# WHAT YOU HAVE TO DO:
Print the whole listing below line for line without any changes, but leave out the images.

━━━━━ EXTRACTED INFORMATION

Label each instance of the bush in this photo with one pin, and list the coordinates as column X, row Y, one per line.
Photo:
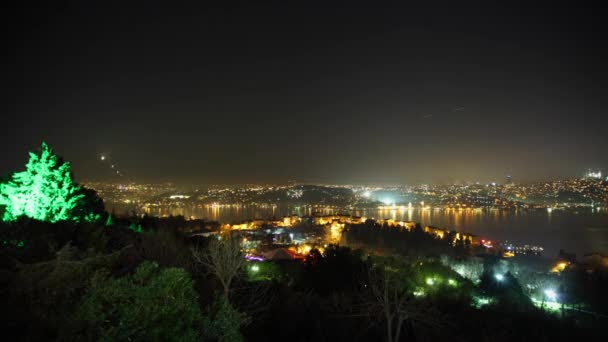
column 222, row 321
column 154, row 304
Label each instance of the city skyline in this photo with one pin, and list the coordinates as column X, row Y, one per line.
column 273, row 92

━━━━━━━━━━

# EXERCISE OUTPUT:
Label each instance of the bush in this photo with one pin, and list the coordinates as column X, row Y, one per line.
Photo:
column 222, row 321
column 154, row 304
Label each instance of the city skyline in this photo with one pin, and list the coordinates as column X, row Y, one per line.
column 273, row 92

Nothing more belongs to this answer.